**Metin Parçası:**
Tanpınar, zaman kavramını, insanın zamana bağlı olarak değişimi ve olgunlaşması olarak ele almaktadır. Zaman, geniş bir hayat akışı içinde ele alınmaktadır. Bu anlamda da insan zamanla olgunlaşır, tecrübe kazanır ve buna bağlı olarak da değişmeye başlar.
İnsanın geçmiş yaşantıları ve yaşadığı anda karşılaştığı yeni durumlar, gelecekte nasıl bir yön ve tavır sergileyeceğimizi belirlemektedir. Bazen kendimizi hayatın akışına kaptırırız, bazen de hayatın içinde dinamik ve güçlü bir varlık olarak mücadele ve mücahede halinde yol alırız. Batılı kaynaklarda birinci hali, öğrenilmiş çaresizlik olarak tarif etmektedirler. Buna göre, insan hangi durumlarla karşılaşırsa karşılaşsın, var olan durumların öznesi olamayan, müdahale edemeyen, sonucuna daha mücadeleye girişmeden razı olmasıdır. Ancak insanı, insanı kâmil hale getiren ise belli bir ülkü yolunda yaptığı mücadele ve mücahedelerdir. Böyle bir insanın, ülkü yolunda yapılan mücadele ve mücahedelerin sonunda elde edilecek bir mükâfat beklentisi yoktur. Çünkü ülkü yolunda mücadele eden insan, insanın insan olarak yapması gereken, insanı insan haline getirenin bu olduğuna inanır.
İnsan ülkü yolunda mücadele ve mücahede ederken iki kavram içerisinde kendisini bulur. Birey ve toplum... İnsan, hem birey olarak hem de toplumsal bir varlık olarak toplumun içinde varlığını sürdürmektedir. İnsanın, birey hali şahsiyet kazandıkça, toplumsal hali de kolektif bir şuura dönüştükçe anlam kazanmaya başlar.
Ancak birey ve toplum içinde varlığını sürdürmeye çalışan insanın, bu iki kavram arasında da dengeyi kurabilmesi önemlidir. Ne sadece birey olarak, ne de sadece toplumsal bir varlık olarak hayatını sürdürebilir. Ülkü yolunda mücadele ve mücahede eden insanı bütünleştiren ve insanlaştıran, birey ve toplum arasındaki denge sayesinde gelecek üzerine tasavvur yapılabilir.
İnsanın, birey olarak meslekî, ahlakî ve sosyal gelişimi ile toplumsal bir varlık olarak kolektif imanın büyüklüğü arasındaki bütünlük bir medeniyetin zeminini oluşturmaktadır. Dolayısıyla bir medeniyet tasavvuru yapılabilmesi için, o medeniyeti kuracak olan insanın, hem ülkü yolunda mücadele ve mücahede edebilmesi hem de birey ve toplum arasında denge kurabilmesine bağlıdır. Bireyi, şahsiyet olarak geliştirmek, toplumu da kolektif iman etrafında bütünleştirmek…
İşte insanın, ülkü yolunda verdiği mücadele dışa dönük, mücahede de içe dönüktür. Mücahede olmadan yapılan mücadele; mücadele olmadan yapılan mücahede ile kolektif iman gelişmez. İkisi birlikte sürdürülmek zorundadır. Hatta mücahede çoğu zaman, mücadeleden öne başlar. Yeni bir medeniyet tasavvuru, hem mücadeleyi hem de mücahedeyi birlikte ele alabilecek insan ve insanlardan oluşabilir.

(Veri satırları)

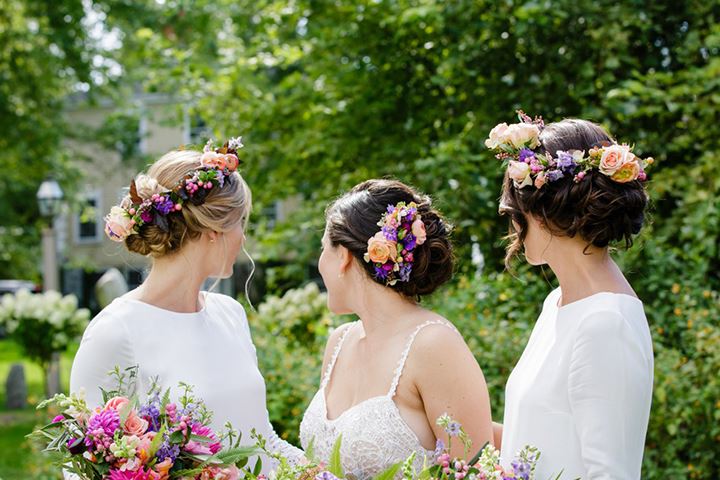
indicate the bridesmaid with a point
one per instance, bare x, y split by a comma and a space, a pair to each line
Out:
582, 389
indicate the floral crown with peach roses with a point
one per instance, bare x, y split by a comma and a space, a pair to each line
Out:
391, 249
148, 203
516, 144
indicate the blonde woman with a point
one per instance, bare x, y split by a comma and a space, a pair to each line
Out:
188, 213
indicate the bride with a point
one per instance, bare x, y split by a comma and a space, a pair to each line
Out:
387, 377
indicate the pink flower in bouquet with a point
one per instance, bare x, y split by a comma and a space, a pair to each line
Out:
116, 403
139, 474
135, 425
220, 473
203, 448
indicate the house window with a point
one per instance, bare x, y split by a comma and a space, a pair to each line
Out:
88, 224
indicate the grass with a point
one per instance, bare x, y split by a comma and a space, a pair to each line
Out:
15, 450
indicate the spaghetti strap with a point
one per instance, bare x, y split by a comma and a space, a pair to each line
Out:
336, 353
403, 358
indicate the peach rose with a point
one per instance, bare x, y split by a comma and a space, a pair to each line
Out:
135, 425
116, 403
231, 161
213, 160
627, 173
496, 136
418, 229
614, 157
118, 224
379, 249
521, 135
520, 173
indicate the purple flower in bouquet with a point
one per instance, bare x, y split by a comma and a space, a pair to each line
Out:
405, 270
526, 155
210, 447
325, 476
167, 450
390, 233
521, 469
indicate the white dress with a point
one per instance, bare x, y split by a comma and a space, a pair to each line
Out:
582, 389
210, 349
374, 434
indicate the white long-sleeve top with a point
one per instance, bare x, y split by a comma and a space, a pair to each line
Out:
582, 389
211, 349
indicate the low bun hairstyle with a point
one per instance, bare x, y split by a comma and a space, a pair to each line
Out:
222, 210
599, 210
353, 219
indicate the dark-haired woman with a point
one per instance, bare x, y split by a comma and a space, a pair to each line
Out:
582, 389
388, 377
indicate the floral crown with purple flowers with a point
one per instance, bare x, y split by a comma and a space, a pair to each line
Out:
391, 249
148, 203
516, 144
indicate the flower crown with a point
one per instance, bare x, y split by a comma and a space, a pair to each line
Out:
148, 203
391, 249
516, 144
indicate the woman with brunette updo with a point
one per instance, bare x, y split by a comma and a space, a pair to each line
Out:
387, 377
582, 389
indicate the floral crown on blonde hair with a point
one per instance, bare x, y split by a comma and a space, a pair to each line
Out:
148, 203
516, 144
391, 249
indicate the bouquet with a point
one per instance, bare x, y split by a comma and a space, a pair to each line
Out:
126, 439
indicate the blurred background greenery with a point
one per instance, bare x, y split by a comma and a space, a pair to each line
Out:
328, 93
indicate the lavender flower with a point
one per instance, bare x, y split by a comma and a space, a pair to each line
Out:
553, 175
453, 429
405, 270
526, 155
566, 162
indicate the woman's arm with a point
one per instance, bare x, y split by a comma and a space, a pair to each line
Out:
450, 381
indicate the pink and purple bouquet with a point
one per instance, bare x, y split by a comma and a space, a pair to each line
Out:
126, 439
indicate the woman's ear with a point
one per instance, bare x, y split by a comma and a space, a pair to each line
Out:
346, 259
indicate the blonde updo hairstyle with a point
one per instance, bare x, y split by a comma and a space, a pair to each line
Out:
222, 210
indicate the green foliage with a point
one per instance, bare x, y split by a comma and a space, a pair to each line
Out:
290, 334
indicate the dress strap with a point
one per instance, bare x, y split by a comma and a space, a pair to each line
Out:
403, 358
336, 353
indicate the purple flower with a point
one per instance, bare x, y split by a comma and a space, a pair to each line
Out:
164, 205
409, 242
167, 450
521, 469
565, 162
526, 155
390, 233
325, 476
380, 273
405, 270
453, 429
439, 448
553, 175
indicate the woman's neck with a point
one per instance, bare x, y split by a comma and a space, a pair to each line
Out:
172, 284
583, 272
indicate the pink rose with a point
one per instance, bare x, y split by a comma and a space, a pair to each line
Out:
134, 425
614, 157
418, 229
231, 162
213, 160
520, 173
118, 224
496, 134
627, 173
116, 403
379, 249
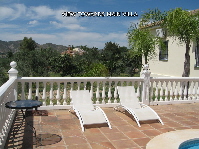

**Çözülecek Problem:** Metin parçasında "Tanpınar, zaman kavramını, insanın" sözcüklerini içeren yerle başlayıp "da değişmeye başlar." ile biten bölümü değiştirmeden yazıya geçirin.

**Örnek Çözüm:**
Tanpınar, zaman kavramını, insanın zamana bağlı olarak değişimi ve olgunlaşması olarak ele almaktadır. Zaman, geniş bir hayat akışı içinde ele alınmaktadır. Bu anlamda da insan zamanla olgunlaşır, tecrübe kazanır ve buna bağlı olarak da değişmeye başlar.